-- start Article --

Throughout the game the player can encounter sections which depict his greatest regrets in his life so far; taking physical form, creating the weapon that severed the Titans' dreams, incidentally creating the Blight, accidentally sending Mythal to her death, and accidentally creating the Veil (dang, nothing goes right for this guy lol). This series of decisions led, in Solas' time, to monumental harm for countless people, and it is what has led him to his current course. He cannot stop because he is utterly trapped in his regret; these moments, though degraded, surrounded him within the Lighthouse while he planned for a decade. The Caretaker tells you that his regrets are so vicious that they are the teeth with which Elgar'nan and Ghilan'nain are tearing into the Crossroads. Solas is destroying something beautiful he helped build because he is unable to let go of the past.
Although you, dear reader, may have your own opinion of him, Solas is undeniably compassionate. In DAI, he will give you massive amounts of approval for simply helping out villagers and performing menial tasks that serve no greater purpose than to alleviate suffering. The amount of suffering he (mostly) unintentionally caused could do nothing but horrify and pain him. His regret is oceanic. If you decide to persuade him to your side at the end of the game, one of the reasons he cites for continuing down his destructive path is because it would dishonor those he has wronged if he were to abandon his work. He is sunk cost fallacy-ing himself into mass murder, basically.
Part of the reason that he is doing this is because, like with Lucanis' issues, the emotion, the weight of the repeated failure is almost too big to effectively reckon with. But Rook can help him do it. Throughout the game Solas watches through his avatar in the Lighthouse; he sees Rook build their team, sees them solve the problems of the people around them and find strength in unity, and so when they appear in Minrathous he does actually believe that they can solve the problem that he cannot. He is deceiving Rook when he gives them the dagger, true, but this is his most valuable asset in the fight; if he did not believe in their success, it would be extremely foolish to give it to them and to commit himself to the comparatively lesser evil of Lusacan. So, Rook has effectively proven the Power of Friendship, as it were, through their actions in Veilguard.

-- end Article --

#### [Required actions]
1. Which of Solas's greatest regrets does the essay on Solas list as depicted in sections of the game?
2. Copy the essay on Solas from "Although you, dear" up to and including "mass murder, basically.".
3. Carry the essay on Solas forward from its final sentence.

-- start Records shown --

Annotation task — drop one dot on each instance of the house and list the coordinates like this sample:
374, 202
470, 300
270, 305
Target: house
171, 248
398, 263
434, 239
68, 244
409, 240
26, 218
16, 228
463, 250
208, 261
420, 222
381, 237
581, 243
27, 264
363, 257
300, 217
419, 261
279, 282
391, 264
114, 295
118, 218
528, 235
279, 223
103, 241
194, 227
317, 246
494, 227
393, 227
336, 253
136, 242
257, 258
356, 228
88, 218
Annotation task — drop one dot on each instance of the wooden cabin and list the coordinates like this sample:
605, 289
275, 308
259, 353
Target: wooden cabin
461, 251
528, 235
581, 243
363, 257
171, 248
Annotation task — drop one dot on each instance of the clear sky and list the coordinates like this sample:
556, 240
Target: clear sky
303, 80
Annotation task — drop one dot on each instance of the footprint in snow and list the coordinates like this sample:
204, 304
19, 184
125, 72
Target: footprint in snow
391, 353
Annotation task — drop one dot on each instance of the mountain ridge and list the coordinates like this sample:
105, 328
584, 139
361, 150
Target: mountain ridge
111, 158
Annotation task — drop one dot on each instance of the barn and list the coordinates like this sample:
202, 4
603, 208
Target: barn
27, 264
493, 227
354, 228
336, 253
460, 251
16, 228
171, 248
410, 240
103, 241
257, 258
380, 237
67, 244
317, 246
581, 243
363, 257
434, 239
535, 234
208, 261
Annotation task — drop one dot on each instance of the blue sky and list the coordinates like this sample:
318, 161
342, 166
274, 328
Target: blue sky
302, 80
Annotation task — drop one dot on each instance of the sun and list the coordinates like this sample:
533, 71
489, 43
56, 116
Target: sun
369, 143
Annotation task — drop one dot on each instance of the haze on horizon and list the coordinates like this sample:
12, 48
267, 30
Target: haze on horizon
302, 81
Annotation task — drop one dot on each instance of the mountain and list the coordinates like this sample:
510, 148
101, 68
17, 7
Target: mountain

-- end Records shown --

#### [Outputs]
1. Taking physical form; creating the weapon that severed the Titans' dreams; creating the Blight; sending Mythal to her death; creating the Veil.

2.
Although you, dear reader, may have your own opinion of him, Solas is undeniably compassionate. In DAI, he will give you massive amounts of approval for simply helping out villagers and performing menial tasks that serve no greater purpose than to alleviate suffering. The amount of suffering he (mostly) unintentionally caused could do nothing but horrify and pain him. His regret is oceanic. If you decide to persuade him to your side at the end of the game, one of the reasons he cites for continuing down his destructive path is because it would dishonor those he has wronged if he were to abandon his work. He is sunk cost fallacy-ing himself into mass murder, basically.

3.
To achieve the 'good end' for Solas, you need to have finished Regrets of the Dreadwolf and successfully confronted the fragment of Mythal that lives in the Crossroads. She will be impressed by your work in proportion to the amount of things in the game you've finished, so you must have bonded with your companions and you must have freed the Crossroads from the ravages of Solas' regrets. He helped make the mess, but other people can help him fix it, which is essentially the point that Mythal makes to him at the end; that he's not literally solely responsible for actually every bad thing that's ever happened.
You also have to tell the Inquisitor to attempt to reach him, which will lead to them saying something about forgiving his past actions if he stops trying to destroy the Veil presently (I assume the dialogue is similar in the friendship route; I have a Solas-romancing Inquisitor and that's basically what she said. I felt that part was general enough it probably carried over). All of these people and various pieces of Solas' past and present are here to break down the gigantic wall of regret that's preventing him from doing the right thing in this moment. All of his arguments for why he must keep going are refuted by these people he cared for, and to whom his regrets are attached.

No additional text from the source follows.